Below is a listing; restate from it, character for character, the lines beginning at the line holding "Can you find the light" and ending at the line holding "Can you find the white wall?", both included.

++++ INPUT RECORDS

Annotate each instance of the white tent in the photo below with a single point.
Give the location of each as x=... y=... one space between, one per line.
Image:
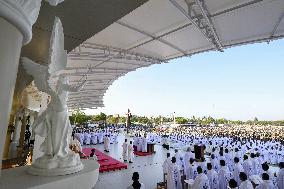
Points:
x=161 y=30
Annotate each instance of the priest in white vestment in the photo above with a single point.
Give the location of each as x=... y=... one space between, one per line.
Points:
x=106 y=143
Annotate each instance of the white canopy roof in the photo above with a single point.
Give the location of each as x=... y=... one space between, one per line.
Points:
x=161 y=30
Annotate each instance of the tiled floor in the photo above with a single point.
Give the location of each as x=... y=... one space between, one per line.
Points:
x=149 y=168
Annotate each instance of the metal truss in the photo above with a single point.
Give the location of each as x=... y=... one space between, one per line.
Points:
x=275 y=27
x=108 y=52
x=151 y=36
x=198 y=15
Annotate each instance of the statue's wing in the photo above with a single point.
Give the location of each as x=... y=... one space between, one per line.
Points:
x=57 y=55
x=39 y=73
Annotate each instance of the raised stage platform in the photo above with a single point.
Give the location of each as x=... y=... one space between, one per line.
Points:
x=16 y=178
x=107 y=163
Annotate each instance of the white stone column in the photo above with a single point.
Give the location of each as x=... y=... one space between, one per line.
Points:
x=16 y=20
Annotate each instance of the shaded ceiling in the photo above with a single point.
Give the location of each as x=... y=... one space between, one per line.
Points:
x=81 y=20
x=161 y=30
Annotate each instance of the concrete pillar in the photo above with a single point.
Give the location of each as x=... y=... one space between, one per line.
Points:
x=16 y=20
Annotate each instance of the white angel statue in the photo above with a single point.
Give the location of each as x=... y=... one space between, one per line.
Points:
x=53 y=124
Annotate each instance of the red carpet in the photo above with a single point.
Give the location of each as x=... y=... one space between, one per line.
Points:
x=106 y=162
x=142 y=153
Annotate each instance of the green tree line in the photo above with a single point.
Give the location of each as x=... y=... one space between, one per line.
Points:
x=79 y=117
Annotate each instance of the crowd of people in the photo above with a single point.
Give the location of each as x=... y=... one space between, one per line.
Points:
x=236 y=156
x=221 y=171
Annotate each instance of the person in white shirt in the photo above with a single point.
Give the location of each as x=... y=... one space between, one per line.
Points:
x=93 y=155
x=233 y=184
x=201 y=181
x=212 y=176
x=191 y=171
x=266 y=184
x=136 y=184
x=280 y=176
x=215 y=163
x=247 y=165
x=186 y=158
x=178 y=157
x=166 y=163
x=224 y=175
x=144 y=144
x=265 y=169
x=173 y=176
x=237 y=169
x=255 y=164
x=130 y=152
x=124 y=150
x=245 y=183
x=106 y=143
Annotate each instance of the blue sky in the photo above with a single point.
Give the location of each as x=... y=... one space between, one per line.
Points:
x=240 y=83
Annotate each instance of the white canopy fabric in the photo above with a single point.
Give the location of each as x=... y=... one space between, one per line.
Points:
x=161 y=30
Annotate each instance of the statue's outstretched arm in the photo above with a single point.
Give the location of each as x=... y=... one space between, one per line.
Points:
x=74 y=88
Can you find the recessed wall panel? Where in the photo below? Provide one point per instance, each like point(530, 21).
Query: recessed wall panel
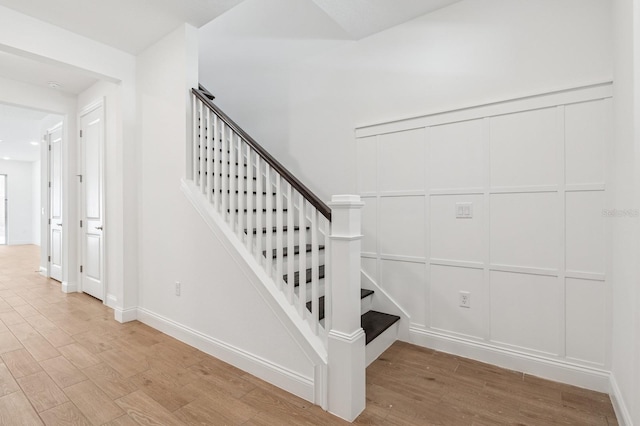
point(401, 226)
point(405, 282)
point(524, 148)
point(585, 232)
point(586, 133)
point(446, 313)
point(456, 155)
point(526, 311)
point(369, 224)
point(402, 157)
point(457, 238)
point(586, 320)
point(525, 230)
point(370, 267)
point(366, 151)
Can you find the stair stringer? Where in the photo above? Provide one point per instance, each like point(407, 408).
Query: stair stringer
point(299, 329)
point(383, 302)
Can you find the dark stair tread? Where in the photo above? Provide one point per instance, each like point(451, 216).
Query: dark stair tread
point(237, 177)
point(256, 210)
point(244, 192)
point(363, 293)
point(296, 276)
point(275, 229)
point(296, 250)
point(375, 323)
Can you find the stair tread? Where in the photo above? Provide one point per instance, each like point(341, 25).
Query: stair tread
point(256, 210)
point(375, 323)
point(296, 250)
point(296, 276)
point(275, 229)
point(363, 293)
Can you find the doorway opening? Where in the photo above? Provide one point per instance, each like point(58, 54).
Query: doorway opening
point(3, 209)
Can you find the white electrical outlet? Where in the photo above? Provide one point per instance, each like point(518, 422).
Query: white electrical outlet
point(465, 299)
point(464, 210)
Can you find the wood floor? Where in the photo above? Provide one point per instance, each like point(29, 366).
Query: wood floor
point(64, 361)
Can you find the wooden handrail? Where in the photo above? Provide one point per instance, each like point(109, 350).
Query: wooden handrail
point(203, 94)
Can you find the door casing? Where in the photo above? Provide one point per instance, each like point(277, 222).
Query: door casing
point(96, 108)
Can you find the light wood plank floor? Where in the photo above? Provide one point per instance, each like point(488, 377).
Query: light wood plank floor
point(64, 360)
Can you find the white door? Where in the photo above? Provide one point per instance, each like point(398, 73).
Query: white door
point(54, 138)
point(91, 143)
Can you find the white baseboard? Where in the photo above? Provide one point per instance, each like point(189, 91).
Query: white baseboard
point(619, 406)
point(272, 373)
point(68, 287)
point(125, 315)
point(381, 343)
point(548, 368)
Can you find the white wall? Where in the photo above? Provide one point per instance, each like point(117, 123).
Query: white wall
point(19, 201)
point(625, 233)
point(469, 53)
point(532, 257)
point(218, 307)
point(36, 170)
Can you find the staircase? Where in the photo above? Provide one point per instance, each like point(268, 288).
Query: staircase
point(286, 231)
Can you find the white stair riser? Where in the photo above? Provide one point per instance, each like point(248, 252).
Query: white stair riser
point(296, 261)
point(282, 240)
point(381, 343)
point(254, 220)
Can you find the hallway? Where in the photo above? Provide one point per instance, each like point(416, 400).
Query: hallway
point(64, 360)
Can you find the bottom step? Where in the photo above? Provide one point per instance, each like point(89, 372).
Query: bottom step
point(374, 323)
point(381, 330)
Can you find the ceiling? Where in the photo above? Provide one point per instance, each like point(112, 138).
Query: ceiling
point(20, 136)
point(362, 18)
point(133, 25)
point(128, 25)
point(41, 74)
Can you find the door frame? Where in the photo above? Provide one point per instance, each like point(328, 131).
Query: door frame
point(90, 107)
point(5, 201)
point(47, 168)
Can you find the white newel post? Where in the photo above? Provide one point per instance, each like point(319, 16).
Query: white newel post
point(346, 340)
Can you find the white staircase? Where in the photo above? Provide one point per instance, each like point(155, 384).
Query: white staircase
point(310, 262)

++++++++

EXERCISE RESPONSE
Can you find the light wood plank floor? Where in the photo above? Provide one point per instance, each like point(488, 377).
Query: light wood plank floor
point(64, 360)
Can you find the white door? Where in the photo above? Provide one point per instance, each like point(398, 73).
Query: white door
point(54, 138)
point(91, 143)
Can you find the white baseboard? Where in the photo above? Provide one point per instance, each like point(189, 91).
Query: white baseboard
point(619, 406)
point(272, 373)
point(68, 287)
point(125, 315)
point(381, 343)
point(548, 368)
Can you find the white wall? Where in the photo above? Provide one point per instance, each like point(117, 123).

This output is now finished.